**Page text:**
"""

Why do you think they are not assimilating as "their father and grandfathers did"?

Nice thoughtful post by the way, and a very different set of circumstances that I am used to hearing about.
 
You are correct to some extent. There will never be a time when all people are exactly the same. The tribes of Africa each have their physical differences, as do the Europeans. There are racial 'types'...Slavic, etc.
I don't know if this is diverting from the subject, but we hear a lot about 'white supremacy'...yet so many people immigrate to 'white' countries and adopt the lifestyle of white people...and wish to be thought of as belonging to their country. Are they not proving the concept of white supremacy?
When Europeans lived in Africa and India....they kept their own culture, they didn't adopt that of the natives.
The Colonialists around the world not only didn't adopt Native cultures, they did their best to destroy them. Often the Catholic Church and other missionaries were their best allies in doing so. In North America thousands of Native children were basically kidnapped under the pretext.of giving them an education when the goal was to indoctrinate them with colonial beliefs and undermine, sabotage their own cultures.

They were often abused and many of them died, were buried in unmarked graves and their families not informed. But here are people alive today who are survivors of those 'Boarding Schools', many of them with lasting emotional scars of childhood trauma. So it is not really something of the distant past, a footnote in history.

Many of the immigrants do their best to hold onto their cultural values as long as they can. Some do well enough to garner dubious and often harmful in the long run 'positive' stereotypes that draw.negative feelings from both the domiant culture and other subcultures.

Whites are not the only peoples with enculturated racist notions. Most Asian cultures frown on intermingling with even other Asians. Both China and Japan have ethnic minorities within their borders who are older cultures. In the case of the Ainu in Japan they populated those islands long before those who became modern Japanese and similarities exiat between their treatment and that of tribal people in N.America.

That various peoples have claimed supremacy and used force to subjugate, control others argues the commonality of human nature. Some cultures tend toward inclusion and co-opperation, some towards 'might makes right' (it does not, it merely shapes current physical reality). Just as some individuals are compassionate and kind while others are selfish and willing to do anything to feel they've 'won' at life.

"""

In the post on assimilation, which people populated the islands of Japan long before those who became modern Japanese? The entries that come next are separate from the post on assimilation.

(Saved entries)
"""

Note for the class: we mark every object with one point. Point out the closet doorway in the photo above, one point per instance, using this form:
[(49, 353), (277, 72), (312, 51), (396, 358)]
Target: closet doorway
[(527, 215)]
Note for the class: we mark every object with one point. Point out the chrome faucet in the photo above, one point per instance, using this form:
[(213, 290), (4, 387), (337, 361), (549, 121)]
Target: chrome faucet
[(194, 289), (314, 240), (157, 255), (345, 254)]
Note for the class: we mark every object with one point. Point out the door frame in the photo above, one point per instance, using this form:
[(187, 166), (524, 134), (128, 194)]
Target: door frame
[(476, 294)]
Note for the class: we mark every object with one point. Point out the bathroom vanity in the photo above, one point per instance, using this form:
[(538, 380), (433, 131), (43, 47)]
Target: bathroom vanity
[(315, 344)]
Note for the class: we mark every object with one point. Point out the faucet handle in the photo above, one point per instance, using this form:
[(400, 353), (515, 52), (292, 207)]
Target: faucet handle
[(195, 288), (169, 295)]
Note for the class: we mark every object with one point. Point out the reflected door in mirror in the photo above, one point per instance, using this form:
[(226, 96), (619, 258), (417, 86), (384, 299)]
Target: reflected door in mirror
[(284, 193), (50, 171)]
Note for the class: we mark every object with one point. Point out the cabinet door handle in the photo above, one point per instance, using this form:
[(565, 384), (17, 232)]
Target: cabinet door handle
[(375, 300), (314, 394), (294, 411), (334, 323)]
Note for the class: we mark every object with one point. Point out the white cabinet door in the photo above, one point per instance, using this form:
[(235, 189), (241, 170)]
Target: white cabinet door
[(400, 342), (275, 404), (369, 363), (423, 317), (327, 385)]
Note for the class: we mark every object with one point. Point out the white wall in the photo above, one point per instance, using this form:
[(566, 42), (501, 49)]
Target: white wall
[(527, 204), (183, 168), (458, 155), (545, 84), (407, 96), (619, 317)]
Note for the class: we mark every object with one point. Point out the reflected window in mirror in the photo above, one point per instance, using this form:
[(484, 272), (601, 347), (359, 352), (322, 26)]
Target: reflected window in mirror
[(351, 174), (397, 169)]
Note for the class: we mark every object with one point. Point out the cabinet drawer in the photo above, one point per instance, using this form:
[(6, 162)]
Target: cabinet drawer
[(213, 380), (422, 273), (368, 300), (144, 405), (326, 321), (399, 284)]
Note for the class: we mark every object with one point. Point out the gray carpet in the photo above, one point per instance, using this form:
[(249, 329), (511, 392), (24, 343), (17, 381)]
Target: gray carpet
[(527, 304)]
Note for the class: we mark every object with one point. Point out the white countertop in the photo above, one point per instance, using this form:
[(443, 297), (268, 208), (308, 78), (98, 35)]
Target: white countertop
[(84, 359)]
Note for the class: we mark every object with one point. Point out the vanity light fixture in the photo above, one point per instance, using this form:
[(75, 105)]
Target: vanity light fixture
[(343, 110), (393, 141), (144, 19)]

"""

**Exercise answer:** The Ainu